### What to do
Pictures stay out; everything else in the listing below is to be restated word for word.
[Exercise data]
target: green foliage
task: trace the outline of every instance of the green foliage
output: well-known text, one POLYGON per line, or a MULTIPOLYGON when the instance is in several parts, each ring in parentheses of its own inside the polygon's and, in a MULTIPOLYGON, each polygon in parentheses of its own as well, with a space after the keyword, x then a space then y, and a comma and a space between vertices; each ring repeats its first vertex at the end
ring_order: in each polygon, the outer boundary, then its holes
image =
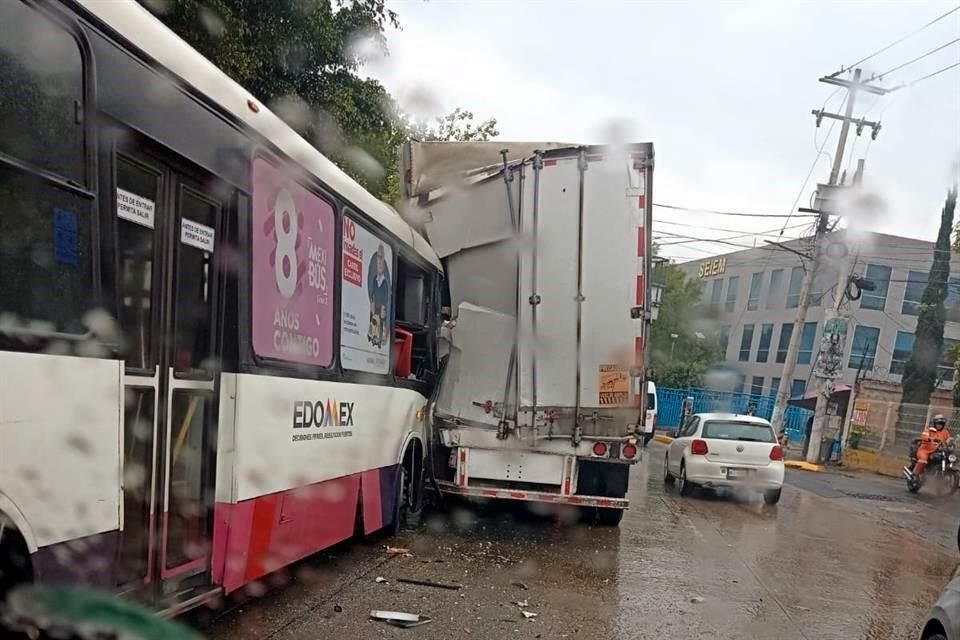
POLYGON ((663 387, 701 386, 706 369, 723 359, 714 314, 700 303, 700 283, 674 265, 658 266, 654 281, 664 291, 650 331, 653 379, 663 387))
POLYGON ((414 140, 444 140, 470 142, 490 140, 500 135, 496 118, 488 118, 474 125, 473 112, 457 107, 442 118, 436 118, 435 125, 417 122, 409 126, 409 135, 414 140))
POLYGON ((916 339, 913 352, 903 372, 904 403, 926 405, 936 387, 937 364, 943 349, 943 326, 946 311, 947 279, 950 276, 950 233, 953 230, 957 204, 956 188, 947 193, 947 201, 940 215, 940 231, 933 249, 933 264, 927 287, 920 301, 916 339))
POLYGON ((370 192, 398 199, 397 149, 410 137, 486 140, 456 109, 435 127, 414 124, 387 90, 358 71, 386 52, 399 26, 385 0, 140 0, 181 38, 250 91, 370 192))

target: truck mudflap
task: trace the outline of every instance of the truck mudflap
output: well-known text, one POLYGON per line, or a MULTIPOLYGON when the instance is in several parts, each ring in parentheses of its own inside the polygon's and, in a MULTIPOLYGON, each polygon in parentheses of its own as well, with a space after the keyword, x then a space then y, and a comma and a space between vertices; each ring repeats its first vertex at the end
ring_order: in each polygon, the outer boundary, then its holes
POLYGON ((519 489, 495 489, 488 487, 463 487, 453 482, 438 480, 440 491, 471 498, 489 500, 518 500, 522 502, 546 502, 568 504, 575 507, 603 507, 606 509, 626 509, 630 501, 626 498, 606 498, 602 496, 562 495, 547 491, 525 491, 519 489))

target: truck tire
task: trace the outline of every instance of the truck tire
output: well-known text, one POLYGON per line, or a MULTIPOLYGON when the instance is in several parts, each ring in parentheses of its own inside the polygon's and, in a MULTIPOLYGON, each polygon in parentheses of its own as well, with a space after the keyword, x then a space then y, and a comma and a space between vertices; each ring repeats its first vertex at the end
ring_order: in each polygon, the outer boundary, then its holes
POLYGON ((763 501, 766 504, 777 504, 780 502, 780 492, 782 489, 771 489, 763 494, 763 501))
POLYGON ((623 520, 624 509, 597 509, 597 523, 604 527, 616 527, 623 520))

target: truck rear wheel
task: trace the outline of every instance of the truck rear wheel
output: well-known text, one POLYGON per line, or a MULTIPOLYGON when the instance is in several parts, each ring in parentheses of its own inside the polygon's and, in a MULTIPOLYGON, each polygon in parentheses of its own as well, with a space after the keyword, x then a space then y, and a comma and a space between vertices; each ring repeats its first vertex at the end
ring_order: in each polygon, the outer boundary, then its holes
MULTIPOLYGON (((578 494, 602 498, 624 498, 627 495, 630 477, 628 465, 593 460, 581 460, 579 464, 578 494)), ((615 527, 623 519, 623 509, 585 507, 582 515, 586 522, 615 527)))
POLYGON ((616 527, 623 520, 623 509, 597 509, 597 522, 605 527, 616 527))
[/Exercise data]
### Finished exercise
target: green foliage
task: trace the outline of every instance of the green foliage
output: well-known text, one POLYGON per line, or a MULTIPOLYGON when the instance is in several parts, each ring in parentheses of its own inside the polygon's and, in a MULTIPOLYGON, each polygon in parentheses of its own as well, with a space after the keyword, x then a space then y, and a comma and a space between vertices; each ring repeats its first vertex at the end
ring_order: in each polygon, the outer boundary, then its holes
image =
POLYGON ((663 387, 701 386, 706 369, 723 359, 714 314, 700 303, 700 283, 674 265, 658 266, 654 281, 664 291, 650 331, 653 379, 663 387))
POLYGON ((414 140, 444 140, 470 142, 490 140, 500 135, 496 118, 488 118, 474 125, 473 112, 457 107, 442 118, 436 118, 435 125, 417 122, 409 126, 409 135, 414 140))
POLYGON ((916 339, 913 352, 903 372, 904 403, 926 405, 936 387, 937 364, 943 349, 943 326, 946 311, 947 279, 950 276, 950 233, 953 230, 957 204, 956 188, 947 193, 947 201, 940 215, 940 231, 933 249, 933 264, 927 287, 920 301, 916 339))
POLYGON ((370 192, 398 199, 397 149, 410 137, 486 140, 456 109, 435 127, 414 124, 387 90, 358 71, 386 52, 399 26, 385 0, 140 0, 181 38, 250 91, 370 192))

target: truck mudflap
task: trace the outline of every instance of the truck mudflap
output: well-known text, one POLYGON per line, or a MULTIPOLYGON when the instance is in several parts, each ring in parentheses of its own inside the polygon's and, in a MULTIPOLYGON, each polygon in parentheses of its own as well, with a space after the keyword, x then a space then y, and a comma and a space between vertices; each ring repeats its first vertex at the end
ring_order: in each polygon, the outer boundary, then its holes
POLYGON ((519 489, 495 489, 488 487, 463 487, 453 482, 438 480, 440 491, 471 498, 489 500, 518 500, 522 502, 546 502, 568 504, 575 507, 603 507, 606 509, 626 509, 630 501, 626 498, 606 498, 602 496, 562 495, 547 491, 525 491, 519 489))

target: truck tire
task: trace the outline of every instance of the truck tire
output: well-known text, one POLYGON per line, or a MULTIPOLYGON when the instance is in several parts, each ring in parentheses of its own inside the polygon's and, in a MULTIPOLYGON, each polygon in parentheses of its own as well, with a space after the keyword, x then a space then y, and a comma and a space between vertices; each ring repeats its first vertex at the end
ring_order: in each polygon, the outer boundary, then its holes
POLYGON ((763 501, 766 504, 777 504, 780 502, 780 492, 782 489, 771 489, 763 494, 763 501))
POLYGON ((623 520, 624 509, 597 509, 597 523, 604 527, 616 527, 623 520))

target: truck rear wheel
task: trace the outline of every instance of the truck rear wheel
output: well-known text, one POLYGON per line, or a MULTIPOLYGON when the instance is in several parts, each ring in parentheses of its own inside the polygon's and, in a MULTIPOLYGON, each polygon in parentheses of its own as well, with a space after the keyword, x then a space then y, and a comma and a space between vertices; each ring repeats its first vertex at the end
ring_order: in each polygon, the outer boundary, then its holes
MULTIPOLYGON (((578 494, 602 498, 624 498, 627 495, 630 477, 628 465, 593 460, 581 460, 579 464, 578 494)), ((615 527, 623 519, 623 509, 585 507, 582 515, 586 522, 615 527)))
POLYGON ((616 527, 623 520, 623 509, 597 509, 597 522, 605 527, 616 527))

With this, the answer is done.